** Opening EXTRACT block **

Miriam Tucker has been covering ME/CFS for some time now, and published a great piece for NPR about the IOM report today. I was interviewed for the piece, and I can say that Miriam understands this disease, much like David Tuller and some of the other journalists who have covered the topic.
The reality of journalism – even online journalism – is that word count matters. Miriam’s piece came in at about 800 words, not much room to cover the complex issues arising from the IOM report. And I tend to be a wordy person, so I’ve posted my complete email interview with Miriam from yesterday.
Miriam, I haven’t had a chance to review the report yet, so my reaction is based on the briefing documents and the event today. I also posted a quick blog post.
What do I think of the criteria?
I think the IOM Panel got a lot of things right with the new criteria. They focused on the central feature of the disease, post-exertional malaise, and limited the required symptoms to a short list. They also make recommendations on frequency and severity, which Dr. Jason’s work has shown is essential. Finally, it appears that this diagnosis is no longer a process of exclusion, as CDC and other entities have insisted for decades. When I was diagnosed, my doctors focused on ruling things out, and CFS was the diagnosis of last resort after everything else was eliminated. Now if you meet these criteria, you have this disease. That is a huge shift, and I’m not sure if people have really keyed in on that yet.

** Closing EXTRACT block **
** Opening GIVEN INFORMATION block **

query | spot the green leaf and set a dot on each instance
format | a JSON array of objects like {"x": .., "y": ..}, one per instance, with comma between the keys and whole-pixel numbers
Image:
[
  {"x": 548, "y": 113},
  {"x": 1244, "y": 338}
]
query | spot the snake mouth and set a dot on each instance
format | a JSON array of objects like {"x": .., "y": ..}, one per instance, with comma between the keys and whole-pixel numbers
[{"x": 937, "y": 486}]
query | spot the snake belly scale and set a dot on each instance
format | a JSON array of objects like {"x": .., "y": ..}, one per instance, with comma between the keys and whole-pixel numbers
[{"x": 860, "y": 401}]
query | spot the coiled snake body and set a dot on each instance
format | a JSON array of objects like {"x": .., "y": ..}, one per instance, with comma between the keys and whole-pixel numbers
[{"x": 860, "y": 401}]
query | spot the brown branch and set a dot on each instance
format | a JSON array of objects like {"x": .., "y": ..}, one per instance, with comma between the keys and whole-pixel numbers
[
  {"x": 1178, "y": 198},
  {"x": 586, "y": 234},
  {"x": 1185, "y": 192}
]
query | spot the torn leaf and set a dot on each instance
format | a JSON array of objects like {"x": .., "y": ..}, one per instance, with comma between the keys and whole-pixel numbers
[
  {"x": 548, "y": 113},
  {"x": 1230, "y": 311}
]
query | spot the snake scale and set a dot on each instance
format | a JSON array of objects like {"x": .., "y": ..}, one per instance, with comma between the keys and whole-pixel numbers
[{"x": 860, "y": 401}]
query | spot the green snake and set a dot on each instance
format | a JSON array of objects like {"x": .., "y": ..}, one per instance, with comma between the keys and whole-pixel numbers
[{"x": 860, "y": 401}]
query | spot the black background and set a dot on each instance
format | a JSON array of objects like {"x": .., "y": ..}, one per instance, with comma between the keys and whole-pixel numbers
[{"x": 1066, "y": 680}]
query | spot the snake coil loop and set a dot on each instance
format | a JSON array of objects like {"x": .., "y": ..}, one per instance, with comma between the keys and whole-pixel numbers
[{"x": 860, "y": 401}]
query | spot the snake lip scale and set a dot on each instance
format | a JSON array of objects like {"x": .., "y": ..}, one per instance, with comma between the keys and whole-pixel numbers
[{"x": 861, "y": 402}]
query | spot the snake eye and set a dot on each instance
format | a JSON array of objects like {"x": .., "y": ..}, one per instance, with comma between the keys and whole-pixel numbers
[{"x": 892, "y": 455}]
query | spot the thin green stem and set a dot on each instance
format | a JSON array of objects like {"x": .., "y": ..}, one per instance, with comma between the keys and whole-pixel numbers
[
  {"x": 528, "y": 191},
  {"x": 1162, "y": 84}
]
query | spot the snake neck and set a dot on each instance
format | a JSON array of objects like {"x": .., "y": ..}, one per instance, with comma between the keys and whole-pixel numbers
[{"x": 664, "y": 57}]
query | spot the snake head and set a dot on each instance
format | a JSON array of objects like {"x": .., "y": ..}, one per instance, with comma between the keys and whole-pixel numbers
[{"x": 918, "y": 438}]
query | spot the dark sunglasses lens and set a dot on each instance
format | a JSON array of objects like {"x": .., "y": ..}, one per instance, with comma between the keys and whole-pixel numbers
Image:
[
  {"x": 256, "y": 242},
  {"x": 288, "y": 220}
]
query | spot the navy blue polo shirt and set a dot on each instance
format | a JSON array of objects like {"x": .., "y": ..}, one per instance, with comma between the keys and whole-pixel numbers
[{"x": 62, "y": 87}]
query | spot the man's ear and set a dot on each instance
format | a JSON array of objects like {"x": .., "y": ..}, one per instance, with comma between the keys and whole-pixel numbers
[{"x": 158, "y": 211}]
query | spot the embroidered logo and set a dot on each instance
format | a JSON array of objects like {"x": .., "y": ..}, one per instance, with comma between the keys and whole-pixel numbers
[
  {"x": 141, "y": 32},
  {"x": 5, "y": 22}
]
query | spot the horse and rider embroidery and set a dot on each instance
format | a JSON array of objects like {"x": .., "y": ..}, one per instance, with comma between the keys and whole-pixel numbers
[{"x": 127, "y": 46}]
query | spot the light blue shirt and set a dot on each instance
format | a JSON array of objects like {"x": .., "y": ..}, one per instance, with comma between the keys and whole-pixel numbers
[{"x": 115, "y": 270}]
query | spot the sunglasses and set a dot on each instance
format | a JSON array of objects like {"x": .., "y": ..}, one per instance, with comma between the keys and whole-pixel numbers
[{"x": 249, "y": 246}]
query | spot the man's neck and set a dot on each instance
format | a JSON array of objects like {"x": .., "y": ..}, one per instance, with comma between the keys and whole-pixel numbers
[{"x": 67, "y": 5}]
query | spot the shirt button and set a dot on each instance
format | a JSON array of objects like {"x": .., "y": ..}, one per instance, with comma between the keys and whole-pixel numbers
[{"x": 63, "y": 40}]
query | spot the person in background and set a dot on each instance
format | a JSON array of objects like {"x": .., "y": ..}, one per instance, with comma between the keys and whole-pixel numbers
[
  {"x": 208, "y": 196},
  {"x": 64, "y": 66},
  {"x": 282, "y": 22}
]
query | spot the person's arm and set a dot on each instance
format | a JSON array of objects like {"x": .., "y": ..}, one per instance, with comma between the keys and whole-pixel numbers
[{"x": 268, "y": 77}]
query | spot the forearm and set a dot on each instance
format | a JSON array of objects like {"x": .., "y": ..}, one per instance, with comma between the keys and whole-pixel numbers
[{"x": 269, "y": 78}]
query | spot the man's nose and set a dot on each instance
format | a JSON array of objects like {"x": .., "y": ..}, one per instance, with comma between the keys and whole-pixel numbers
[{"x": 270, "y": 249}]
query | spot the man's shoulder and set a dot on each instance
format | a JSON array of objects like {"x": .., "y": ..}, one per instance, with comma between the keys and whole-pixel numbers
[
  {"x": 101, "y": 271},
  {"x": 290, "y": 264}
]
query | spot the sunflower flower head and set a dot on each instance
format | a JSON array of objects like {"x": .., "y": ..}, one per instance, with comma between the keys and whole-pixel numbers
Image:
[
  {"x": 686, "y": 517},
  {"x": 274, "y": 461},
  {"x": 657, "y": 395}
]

** Closing GIVEN INFORMATION block **

* WORK REQUEST 1
Retype the post on the IOM report from "Miriam Tucker has" up to and including "Miriam from yesterday.".
* WORK REQUEST 2
Do these statements agree with the post on the IOM report? Answer yes or no for each and quote the deciding words.
(a) Miriam's NPR piece ran to about 800 words.
(b) The writer had already reviewed the full report before answering Miriam.
(c) Under the new criteria, the diagnosis is still reached by ruling other conditions out.

* EXERCISE OUTPUT 1
Miriam Tucker has been covering ME/CFS for some time now, and published a great piece for NPR about the IOM report today. I was interviewed for the piece, and I can say that Miriam understands this disease, much like David Tuller and some of the other journalists who have covered the topic.
The reality of journalism – even online journalism – is that word count matters. Miriam’s piece came in at about 800 words, not much room to cover the complex issues arising from the IOM report. And I tend to be a wordy person, so I’ve posted my complete email interview with Miriam from yesterday.

* EXERCISE OUTPUT 2
(a) Yes: "Miriam’s piece came in at about 800 words"
(b) No: "I haven’t had a chance to review the report yet"
(c) No: "it appears that this diagnosis is no longer a process of exclusion"